## GOAL
Report every line in the data below that contains the word "wall", copying each such line in full. Case counts, so a line matches only if the letters agree in case.

## STORED RECORDS
┌──

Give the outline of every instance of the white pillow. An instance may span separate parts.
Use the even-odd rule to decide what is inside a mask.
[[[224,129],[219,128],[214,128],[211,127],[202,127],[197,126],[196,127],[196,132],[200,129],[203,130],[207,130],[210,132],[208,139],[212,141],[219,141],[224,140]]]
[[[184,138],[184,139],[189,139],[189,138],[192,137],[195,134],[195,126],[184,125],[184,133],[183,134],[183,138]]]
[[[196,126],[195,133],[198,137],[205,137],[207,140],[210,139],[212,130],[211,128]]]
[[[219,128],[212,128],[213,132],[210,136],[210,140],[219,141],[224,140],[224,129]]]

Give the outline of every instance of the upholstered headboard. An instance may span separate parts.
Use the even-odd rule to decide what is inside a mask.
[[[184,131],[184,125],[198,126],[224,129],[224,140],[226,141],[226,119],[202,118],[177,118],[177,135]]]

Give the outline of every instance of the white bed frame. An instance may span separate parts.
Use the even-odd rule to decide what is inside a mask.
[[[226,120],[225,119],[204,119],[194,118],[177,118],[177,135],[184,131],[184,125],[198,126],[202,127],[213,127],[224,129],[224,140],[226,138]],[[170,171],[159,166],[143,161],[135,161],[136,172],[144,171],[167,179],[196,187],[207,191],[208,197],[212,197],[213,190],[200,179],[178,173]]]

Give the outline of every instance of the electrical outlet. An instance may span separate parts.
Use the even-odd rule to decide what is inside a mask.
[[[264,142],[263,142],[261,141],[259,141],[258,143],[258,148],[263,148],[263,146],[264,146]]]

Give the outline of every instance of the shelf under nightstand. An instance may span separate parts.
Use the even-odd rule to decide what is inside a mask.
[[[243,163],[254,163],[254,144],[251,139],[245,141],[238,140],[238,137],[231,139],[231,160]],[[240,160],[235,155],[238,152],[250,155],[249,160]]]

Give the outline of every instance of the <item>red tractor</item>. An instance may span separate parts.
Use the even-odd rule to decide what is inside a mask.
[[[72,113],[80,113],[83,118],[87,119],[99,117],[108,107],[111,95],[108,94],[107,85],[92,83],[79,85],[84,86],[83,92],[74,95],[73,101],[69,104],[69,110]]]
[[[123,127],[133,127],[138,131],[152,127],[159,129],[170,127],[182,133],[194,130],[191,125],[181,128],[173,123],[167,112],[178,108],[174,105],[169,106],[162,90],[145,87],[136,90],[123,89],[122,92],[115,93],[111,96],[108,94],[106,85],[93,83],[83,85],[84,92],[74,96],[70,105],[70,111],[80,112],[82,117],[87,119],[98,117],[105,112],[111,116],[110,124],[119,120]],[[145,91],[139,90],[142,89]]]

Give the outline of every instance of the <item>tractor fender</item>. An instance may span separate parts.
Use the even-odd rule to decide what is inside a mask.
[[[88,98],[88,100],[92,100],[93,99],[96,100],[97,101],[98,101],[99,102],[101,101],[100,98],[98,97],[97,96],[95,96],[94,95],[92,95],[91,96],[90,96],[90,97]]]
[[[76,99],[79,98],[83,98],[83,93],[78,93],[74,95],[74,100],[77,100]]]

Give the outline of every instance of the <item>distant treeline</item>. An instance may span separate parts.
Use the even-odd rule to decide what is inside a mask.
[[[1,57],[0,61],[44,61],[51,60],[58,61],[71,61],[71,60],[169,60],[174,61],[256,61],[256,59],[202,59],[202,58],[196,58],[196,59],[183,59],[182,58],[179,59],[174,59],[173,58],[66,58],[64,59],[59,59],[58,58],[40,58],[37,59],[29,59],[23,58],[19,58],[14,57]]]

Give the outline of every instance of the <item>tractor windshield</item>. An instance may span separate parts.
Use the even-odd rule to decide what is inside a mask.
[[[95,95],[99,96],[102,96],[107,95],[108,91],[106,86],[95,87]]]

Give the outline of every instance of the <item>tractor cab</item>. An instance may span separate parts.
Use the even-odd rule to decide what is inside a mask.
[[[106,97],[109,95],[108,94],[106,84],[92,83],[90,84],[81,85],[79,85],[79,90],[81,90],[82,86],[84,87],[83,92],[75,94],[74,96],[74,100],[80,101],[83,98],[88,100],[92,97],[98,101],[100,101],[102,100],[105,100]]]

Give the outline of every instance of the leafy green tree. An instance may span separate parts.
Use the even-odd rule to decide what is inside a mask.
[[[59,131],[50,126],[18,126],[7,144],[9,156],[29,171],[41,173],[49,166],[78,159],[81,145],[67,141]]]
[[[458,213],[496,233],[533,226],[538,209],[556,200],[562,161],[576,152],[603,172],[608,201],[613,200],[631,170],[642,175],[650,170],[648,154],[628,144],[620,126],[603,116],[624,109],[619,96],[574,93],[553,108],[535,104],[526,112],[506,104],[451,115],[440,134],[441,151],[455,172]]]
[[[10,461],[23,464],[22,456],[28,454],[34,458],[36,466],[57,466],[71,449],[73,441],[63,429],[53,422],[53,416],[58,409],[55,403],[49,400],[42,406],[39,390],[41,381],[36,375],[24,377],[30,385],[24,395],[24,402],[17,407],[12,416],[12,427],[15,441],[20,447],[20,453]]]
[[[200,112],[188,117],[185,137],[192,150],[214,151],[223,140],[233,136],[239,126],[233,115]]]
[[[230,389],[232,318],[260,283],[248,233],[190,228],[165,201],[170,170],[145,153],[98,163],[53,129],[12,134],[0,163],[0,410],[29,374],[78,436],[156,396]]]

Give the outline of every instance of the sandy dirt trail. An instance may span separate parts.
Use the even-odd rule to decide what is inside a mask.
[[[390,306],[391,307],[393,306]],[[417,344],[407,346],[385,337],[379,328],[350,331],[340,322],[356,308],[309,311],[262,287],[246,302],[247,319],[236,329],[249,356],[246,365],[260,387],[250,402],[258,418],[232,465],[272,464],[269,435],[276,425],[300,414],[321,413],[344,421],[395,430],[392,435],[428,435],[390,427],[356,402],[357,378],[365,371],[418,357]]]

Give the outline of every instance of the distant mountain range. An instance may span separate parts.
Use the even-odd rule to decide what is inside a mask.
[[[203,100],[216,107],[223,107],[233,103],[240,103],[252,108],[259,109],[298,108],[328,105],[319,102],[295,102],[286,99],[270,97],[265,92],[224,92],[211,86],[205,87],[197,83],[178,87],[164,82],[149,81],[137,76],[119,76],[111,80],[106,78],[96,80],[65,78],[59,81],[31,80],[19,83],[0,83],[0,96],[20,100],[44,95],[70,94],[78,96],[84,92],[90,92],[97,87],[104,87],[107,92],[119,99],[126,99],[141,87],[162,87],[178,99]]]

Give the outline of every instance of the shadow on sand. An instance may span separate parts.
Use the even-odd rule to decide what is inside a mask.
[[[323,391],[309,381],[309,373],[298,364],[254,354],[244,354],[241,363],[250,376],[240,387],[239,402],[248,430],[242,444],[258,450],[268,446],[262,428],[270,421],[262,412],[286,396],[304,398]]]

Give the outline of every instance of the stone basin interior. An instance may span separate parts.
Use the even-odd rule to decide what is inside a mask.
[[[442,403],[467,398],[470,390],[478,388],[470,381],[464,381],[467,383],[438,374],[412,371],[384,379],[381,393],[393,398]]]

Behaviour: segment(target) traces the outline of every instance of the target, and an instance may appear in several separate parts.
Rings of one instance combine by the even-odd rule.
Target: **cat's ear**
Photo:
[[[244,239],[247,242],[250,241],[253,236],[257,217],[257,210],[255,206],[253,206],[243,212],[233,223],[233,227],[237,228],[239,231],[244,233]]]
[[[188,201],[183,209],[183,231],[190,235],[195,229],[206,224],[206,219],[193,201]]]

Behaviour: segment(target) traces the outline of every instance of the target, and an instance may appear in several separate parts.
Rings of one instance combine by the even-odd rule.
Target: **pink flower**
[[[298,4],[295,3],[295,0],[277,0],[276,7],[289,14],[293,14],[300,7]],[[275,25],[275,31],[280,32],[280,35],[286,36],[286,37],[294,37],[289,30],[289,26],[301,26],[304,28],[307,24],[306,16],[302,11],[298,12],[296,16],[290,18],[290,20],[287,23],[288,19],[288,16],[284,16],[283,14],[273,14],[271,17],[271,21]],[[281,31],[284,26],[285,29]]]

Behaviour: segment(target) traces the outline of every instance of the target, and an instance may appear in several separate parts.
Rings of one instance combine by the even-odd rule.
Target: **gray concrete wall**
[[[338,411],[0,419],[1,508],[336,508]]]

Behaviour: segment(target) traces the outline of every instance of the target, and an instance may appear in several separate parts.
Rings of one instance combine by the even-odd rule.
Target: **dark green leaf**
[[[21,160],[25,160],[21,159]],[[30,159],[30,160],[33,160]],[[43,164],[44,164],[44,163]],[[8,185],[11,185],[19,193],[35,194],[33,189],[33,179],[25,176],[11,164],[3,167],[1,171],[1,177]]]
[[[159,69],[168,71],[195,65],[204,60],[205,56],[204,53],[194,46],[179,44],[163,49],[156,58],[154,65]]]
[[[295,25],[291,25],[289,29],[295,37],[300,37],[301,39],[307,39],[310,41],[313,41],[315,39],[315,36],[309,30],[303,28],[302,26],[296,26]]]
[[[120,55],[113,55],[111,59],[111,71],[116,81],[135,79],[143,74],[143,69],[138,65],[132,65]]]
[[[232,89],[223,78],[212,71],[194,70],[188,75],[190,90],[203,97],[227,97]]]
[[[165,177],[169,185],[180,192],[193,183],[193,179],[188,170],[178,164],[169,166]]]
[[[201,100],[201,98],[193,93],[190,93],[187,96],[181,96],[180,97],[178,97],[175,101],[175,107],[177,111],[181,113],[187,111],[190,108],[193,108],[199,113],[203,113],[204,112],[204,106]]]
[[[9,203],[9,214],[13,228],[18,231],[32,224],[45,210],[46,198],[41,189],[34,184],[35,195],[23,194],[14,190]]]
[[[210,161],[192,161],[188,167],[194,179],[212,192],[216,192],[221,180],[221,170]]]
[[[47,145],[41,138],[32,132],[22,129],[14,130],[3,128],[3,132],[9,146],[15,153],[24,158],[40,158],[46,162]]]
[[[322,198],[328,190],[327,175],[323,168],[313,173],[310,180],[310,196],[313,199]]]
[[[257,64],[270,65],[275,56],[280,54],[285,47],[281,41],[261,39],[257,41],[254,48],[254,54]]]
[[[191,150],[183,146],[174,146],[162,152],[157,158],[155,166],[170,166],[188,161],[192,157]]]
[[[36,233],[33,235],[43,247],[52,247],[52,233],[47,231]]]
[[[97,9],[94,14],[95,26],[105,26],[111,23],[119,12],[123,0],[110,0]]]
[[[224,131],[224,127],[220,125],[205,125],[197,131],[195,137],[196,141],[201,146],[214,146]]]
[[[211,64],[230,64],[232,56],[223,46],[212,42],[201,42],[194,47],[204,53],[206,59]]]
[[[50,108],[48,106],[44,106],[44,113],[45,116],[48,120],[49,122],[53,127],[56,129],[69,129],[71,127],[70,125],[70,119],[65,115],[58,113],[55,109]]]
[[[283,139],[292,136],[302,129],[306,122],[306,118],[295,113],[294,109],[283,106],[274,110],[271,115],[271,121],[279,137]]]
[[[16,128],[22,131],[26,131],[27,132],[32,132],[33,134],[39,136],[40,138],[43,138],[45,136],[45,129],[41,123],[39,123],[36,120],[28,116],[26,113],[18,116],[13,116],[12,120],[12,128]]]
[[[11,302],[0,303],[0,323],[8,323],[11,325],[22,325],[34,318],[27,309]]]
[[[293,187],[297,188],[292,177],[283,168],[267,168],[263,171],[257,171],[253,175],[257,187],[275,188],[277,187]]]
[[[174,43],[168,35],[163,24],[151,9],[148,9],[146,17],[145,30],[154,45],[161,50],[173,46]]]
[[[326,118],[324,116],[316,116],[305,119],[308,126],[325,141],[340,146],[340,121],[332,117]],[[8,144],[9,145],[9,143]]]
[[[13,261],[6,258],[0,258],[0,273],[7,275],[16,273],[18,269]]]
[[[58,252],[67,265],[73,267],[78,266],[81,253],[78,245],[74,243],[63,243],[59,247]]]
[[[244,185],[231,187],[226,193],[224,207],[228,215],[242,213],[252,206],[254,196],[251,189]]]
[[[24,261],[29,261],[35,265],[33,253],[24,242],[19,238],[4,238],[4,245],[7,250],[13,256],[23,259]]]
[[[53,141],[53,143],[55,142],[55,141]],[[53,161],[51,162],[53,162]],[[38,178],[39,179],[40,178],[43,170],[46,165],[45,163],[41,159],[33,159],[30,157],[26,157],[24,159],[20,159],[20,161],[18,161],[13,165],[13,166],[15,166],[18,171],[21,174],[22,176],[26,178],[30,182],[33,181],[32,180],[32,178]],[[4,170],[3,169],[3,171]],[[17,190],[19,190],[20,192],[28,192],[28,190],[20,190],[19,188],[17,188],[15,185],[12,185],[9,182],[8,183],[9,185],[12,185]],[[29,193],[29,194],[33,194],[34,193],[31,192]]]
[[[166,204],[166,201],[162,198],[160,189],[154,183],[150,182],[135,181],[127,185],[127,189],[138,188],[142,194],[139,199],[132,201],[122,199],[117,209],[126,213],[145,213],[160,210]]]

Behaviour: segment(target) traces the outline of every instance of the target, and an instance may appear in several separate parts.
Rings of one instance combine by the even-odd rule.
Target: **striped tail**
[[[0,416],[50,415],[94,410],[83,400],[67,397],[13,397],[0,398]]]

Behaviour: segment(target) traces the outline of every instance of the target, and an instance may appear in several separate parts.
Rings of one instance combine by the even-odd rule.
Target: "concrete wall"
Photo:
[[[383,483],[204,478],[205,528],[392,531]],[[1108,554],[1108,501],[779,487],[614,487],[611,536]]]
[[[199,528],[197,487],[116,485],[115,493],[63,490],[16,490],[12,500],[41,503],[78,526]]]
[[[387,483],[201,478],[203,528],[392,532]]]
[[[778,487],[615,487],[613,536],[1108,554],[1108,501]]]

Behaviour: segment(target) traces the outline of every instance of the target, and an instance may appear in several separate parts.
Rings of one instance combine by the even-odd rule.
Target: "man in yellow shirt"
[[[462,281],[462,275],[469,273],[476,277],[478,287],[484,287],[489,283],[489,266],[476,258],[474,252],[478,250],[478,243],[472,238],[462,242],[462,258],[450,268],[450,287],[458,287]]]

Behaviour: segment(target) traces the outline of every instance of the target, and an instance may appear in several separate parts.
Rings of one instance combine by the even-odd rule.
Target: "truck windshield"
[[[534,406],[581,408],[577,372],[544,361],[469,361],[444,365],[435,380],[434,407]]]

└──

## ANSWER
Target: **gray concrete wall**
Target: "concrete wall"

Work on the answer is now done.